**Short problem:** Print verbatim every line starting at the one that contains "the puppy's ear" and ending at the final line of the records; include both endpoints.

**A run of records:**
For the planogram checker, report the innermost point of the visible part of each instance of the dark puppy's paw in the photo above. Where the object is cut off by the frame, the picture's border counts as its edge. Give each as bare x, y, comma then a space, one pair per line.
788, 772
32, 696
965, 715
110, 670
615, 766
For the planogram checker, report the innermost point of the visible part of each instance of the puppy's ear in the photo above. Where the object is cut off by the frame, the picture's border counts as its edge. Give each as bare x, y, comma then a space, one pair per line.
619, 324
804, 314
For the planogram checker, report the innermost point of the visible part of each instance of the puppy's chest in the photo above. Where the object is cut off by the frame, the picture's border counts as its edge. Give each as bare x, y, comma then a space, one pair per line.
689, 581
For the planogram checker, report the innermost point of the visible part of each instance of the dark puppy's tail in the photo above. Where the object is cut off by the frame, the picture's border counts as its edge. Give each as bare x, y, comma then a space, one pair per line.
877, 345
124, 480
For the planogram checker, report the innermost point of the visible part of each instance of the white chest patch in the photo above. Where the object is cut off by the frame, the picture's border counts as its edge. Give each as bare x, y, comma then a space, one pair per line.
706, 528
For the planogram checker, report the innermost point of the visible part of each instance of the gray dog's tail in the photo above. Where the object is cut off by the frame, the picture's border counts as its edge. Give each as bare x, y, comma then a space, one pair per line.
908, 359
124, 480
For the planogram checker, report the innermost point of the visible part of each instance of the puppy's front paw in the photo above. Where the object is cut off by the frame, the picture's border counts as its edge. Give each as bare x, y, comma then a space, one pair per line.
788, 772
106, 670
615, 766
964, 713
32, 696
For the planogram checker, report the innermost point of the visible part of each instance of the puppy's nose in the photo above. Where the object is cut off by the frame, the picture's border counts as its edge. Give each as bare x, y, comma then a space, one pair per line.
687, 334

**Written reply:**
For the planogram checker, report the innermost point of the visible part of each instance of the puppy's ear in the photo above. Where the object is cut off by the frame, the picture's border counts as its edge. Give each as bare x, y, comma then a space, one pair per line.
619, 324
804, 314
For the planogram checker, report the innermost point of the visible part of each instance of the puppy's chest in the photo above. Where the object is cut off by the frame, the picture's border counts as its edge. Give each as bare x, y, comma then a space, one pair per line.
689, 581
For the planogram checker, report the innermost point of the visible part of each instance of the dark puppy's tail in the photo above. Where the object is cut off by the frame, the picture's border counts as its edge. Give each as bare x, y, comma then a space, one pair per line.
877, 345
124, 480
For the planogram checker, report the innermost point of the visible part of each instance of the white chest patch in the photo above. Where the object is cut off by the frame, the picture's border counts as its edge. Give each as bare x, y, comma then a space, one pair per line.
706, 528
For the planogram checker, report the innermost point of the visible part of each instance of the gray dog's tail in the photo above. Where the object is cut off by the frame, the picture's border counts as its edge. Give each as bare x, y, comma then a space, one pair per line.
908, 359
124, 480
For the planogram checker, report the innermost point of the visible part of each instance of the puppy's front paw in the photo above. Where the object is cut off by the frame, the picture's border counts as its edge. Give each as bare x, y, comma then a space, one pair per line.
788, 772
106, 670
615, 766
964, 713
32, 696
For the planogram checker, report the innermost point of the visible part of each instance of the puppy's nose in the photo above. Where the object is cut off by the frame, the picture's border counts as its edge. Give each as bare x, y, comma then a space, one pair per line.
687, 334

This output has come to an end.